*Stated task 1*: In the excerpt on calling `GetOrchestrator` without a ManifestID, what solution does it propose for the storage prefix problem?
*Stated task 2*: Carry on the excerpt about calling `GetOrchestrator` without a ManifestID, beginning after its final line.

*Excerpted text*:
********

During O Discovery phase, the ManifestID is not known. This imposes a requirement to invoke `GetOrchestrator` twice: once during discovery, and once to just prior to broadcast (with the ManifestID) in order to obtain proper OS information. This is a "would be nice" step for the broadcaster; it's not strictly.
The second `GetOrchestrator` call is not strictly necessary for the operation of the protocol and is done by benevolent broadcasters so that the orchestrator may have nice looking storage layout.
Calling `GetOrchestrator` for each broadcast might be required anyway, to obtain non-expired OS credentials or PM parameters.
This also leads to a potential area of semantic confusion around the use of OS. If a manifest is not supplied (since discovery won't be querying about a particular broadcast session), what should the orchestrator use as the prefix for its `OrchestratorInfo.Storage` field? We don't necessarily want to leave the storage empty if the `OrchestratorRequest.ManifestId` is unspecified; this could be taken to mean O accepts a direct upload (or has no preference), when it really does have a preference. The solution here seems to generate a fake ManifestID for each query.
**Pros** Relatively straightforward to implement
**Cons** Message semantics become more vague. Uncertain future; see "Thinking Ahead" below.

********

*Given entries*:
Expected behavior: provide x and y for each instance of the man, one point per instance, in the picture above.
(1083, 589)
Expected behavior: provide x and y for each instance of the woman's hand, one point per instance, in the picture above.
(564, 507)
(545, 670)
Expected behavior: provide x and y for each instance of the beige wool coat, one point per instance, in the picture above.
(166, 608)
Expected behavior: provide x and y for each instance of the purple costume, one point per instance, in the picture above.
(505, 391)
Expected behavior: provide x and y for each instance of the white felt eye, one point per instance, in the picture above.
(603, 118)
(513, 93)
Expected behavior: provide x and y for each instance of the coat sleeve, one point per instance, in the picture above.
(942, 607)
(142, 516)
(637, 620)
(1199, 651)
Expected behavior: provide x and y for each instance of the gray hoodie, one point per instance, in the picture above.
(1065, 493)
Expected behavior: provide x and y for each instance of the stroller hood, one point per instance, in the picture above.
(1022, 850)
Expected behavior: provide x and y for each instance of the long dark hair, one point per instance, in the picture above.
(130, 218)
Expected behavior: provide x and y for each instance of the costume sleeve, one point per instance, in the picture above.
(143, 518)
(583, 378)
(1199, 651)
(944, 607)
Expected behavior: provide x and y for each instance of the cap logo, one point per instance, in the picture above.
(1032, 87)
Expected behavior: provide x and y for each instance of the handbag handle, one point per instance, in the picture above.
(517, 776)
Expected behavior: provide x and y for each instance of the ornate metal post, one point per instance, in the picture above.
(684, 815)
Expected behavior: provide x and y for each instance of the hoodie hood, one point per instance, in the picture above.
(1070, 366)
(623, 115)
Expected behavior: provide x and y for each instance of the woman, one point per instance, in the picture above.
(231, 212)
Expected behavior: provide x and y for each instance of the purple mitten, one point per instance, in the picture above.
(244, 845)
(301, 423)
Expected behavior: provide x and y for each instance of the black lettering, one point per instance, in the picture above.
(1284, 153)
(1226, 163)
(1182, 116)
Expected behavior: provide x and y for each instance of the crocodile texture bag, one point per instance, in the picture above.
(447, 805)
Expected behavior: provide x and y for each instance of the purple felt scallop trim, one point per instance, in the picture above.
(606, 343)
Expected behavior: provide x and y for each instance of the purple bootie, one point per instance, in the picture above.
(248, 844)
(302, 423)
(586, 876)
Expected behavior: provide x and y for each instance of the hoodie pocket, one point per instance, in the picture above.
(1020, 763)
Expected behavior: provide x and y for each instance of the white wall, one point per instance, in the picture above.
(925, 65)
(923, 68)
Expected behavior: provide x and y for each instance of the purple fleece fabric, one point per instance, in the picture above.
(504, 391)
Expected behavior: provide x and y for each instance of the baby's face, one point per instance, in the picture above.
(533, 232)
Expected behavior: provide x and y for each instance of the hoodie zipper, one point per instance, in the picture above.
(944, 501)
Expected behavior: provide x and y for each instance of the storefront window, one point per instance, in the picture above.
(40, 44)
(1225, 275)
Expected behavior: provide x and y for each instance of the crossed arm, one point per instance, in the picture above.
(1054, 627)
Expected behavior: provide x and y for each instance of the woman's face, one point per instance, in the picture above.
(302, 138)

********

*Exercise output 1*: It proposes generating a fake ManifestID for each query.

*Exercise output 2*:
**Thinking Ahead** Since the ManifestID is now a broadcaster-internal identifier with no requirement to be globally unique, we may want to shorten it to something more readable than a 256 bit hexadecimal string, eg allowing for user-supplied names. To do this, we will likely need to incorporate the broadcaster address as a prefix to avoid collisions with other broadcasters. Also, incorporating user input as-is within file paths is a security risk [1], so O using readable broadcaster-selected ManifestIDs as a prefix may not be a good long-term strategy.
[1] Less of an issue with the current ManifestID setup since we transmit it as a string of arbitrary bytes and hex-encode on the O side.
### Orchestrator-Selected Prefix in AuthToken
The v1 protocol passed an `AuthToken` from the `TranscoderInfo` to each segment. This could have been removed for Streamflow, but we can retain it here.
`AuthToken` is used to supply additional transcoder-internal information to keep the transcoder stateless between `GetOrchestrator` (which is a speculative call that may not lead to actual work) and `SubmitSegment`. We can put an orchestrator-selected prefix in `AuthToken` and maintain directory continuity between the source upload and the transcoded upload. In fact, the existing `AuthToken.JobId` field would do perfectly well.
**Pros** Preserves the desired property of source and transcoded uploads sharing the same prefix
**Cons** Missed opportunity to streamline the networking protocol. However, this may not be the last time that having an `AuthToken` comes in handy.